_Instructions to follow_: Copy each of the entries below word for word, every line in its original order.

_Data_:
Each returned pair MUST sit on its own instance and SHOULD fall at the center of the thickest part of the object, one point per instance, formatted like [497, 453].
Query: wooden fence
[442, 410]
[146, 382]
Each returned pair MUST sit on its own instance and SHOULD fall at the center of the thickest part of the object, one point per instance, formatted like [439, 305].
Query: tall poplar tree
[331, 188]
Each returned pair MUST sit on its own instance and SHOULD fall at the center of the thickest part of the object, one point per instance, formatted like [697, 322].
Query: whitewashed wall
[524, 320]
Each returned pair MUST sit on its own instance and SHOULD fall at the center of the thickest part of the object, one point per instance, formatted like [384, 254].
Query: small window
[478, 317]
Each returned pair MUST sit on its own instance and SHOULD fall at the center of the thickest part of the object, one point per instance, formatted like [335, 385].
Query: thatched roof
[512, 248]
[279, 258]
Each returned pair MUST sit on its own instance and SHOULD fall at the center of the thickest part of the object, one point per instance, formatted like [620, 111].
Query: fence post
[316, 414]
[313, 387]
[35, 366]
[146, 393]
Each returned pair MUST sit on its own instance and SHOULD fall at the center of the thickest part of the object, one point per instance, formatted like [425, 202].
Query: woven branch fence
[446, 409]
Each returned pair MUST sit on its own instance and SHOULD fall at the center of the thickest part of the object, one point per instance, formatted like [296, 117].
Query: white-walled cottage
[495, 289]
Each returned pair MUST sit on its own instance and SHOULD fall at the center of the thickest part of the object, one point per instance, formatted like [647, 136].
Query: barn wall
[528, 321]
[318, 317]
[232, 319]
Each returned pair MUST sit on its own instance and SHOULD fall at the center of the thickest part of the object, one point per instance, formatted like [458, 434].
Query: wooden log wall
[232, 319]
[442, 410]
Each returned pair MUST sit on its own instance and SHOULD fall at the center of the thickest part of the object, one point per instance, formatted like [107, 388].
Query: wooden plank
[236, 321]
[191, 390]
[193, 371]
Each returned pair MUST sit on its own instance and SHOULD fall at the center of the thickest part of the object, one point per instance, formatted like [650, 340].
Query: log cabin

_Completed task_:
Each returned pair MUST sit on its own instance and SHOULD fall at the center of the thickest part of the object, one point per instance, formatted like [497, 453].
Query: wooden fence
[442, 410]
[146, 382]
Each returned pair MUST sit on its own instance and SHOULD fall at the center of the thickest part of the object, one point per instance, formatted like [439, 305].
Query: tall poplar tree
[331, 188]
Each returned pair MUST sit on its own instance and SHOULD fall at the center of the thickest part of the object, one point per instance, formatted like [697, 322].
Query: whitewashed wall
[524, 320]
Each returned pair MUST sit on its own instance and SHOULD fall at the center of the thickest part of the object, one point per instance, formatted like [384, 254].
Query: small window
[478, 317]
Each returned pair MUST sit on its own instance and SHOULD fall at the center of the thickest part of the object, one point per instance, formatted like [335, 385].
Query: thatched roof
[512, 248]
[279, 258]
Each returned pair MUST sit on its own instance and SHOULD fall at the center of the thickest part of the object, one point per instance, formatted like [620, 111].
Query: fence post
[316, 414]
[313, 387]
[35, 366]
[146, 393]
Each returned pair MUST sit on its own instance and SHOULD fall at the center of the thickest part of the object, one point per instance, formatted like [425, 202].
Query: woven branch fence
[446, 409]
Each returned pair MUST sit on its own instance and SHOULD fall at the center of the thickest part of the object, one point per instance, formatted like [296, 117].
Query: white-walled cottage
[495, 289]
Each returned pair MUST sit on its own instance and SHOULD fall at the center of the thickest part of the object, one point per instance, formatted like [647, 136].
Query: barn wall
[528, 321]
[318, 317]
[232, 319]
Each returned pair MUST sit on its own instance and SHOULD fall at the center of the thickest part of the object, one point per instance, formatted like [458, 434].
Query: wooden log wall
[232, 319]
[442, 410]
Each returned pair MUST sit on its own instance and SHOULD fall at the center of the thickest part of the object, one point per instance, formatted like [107, 388].
Query: wooden plank
[236, 321]
[191, 390]
[193, 371]
Each returned pair MUST sit on its own instance and SHOULD fall at the center of the thickest part of the object, one point per instance, formatted like [650, 340].
Query: log cabin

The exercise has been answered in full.